### Short task
Print each of the rows below verbatim, omitting the pictures.

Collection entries
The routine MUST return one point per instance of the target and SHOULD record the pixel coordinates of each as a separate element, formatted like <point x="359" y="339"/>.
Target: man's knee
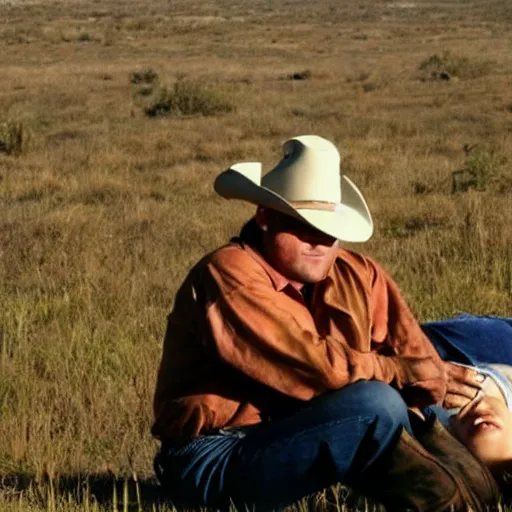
<point x="375" y="399"/>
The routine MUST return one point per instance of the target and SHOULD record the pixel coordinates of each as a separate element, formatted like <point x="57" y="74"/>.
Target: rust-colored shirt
<point x="241" y="342"/>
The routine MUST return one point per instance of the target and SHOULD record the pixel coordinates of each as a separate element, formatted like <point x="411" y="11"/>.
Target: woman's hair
<point x="503" y="472"/>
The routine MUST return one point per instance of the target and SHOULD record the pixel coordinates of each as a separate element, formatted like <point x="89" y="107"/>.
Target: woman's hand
<point x="463" y="384"/>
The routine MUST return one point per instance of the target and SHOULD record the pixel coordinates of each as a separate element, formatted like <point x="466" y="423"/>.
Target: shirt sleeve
<point x="255" y="330"/>
<point x="422" y="375"/>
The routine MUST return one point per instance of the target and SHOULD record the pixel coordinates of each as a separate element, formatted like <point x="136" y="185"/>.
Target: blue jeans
<point x="472" y="339"/>
<point x="333" y="438"/>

### Answer below
The routine MUST return one point per instance of the target and SHOULD record the pixel coordinates of each as a separate element, formatted like <point x="359" y="339"/>.
Target: man's knee
<point x="375" y="399"/>
The routine MUST return one point per instance of the target and SHOULD record the pixel coordinates of each as a separate element, formatted like <point x="57" y="74"/>.
Target: rust-colored shirt
<point x="241" y="342"/>
The routine MUST return one point per instance of the target and SHOULD record the pixel coordinates of each as a separate element, formatted like <point x="411" y="11"/>.
Target: woman's hair
<point x="503" y="472"/>
The routine MUST return one point per instance of the target and SHOULD record the pixel coordinates of each as a separate element, formatted like <point x="89" y="107"/>.
Target: woman's hand
<point x="463" y="384"/>
The routine MUST return one point per instance of the target and SHOULD record the pixel coordinates of each as a separate element, formatted like <point x="466" y="423"/>.
Target: shirt sleeve
<point x="255" y="330"/>
<point x="422" y="375"/>
The routine MUST return one point per instance of the target and SHOULD record the pixel coordinates of each as a separate element, formatted like <point x="136" y="185"/>.
Target: blue jeans
<point x="472" y="339"/>
<point x="333" y="438"/>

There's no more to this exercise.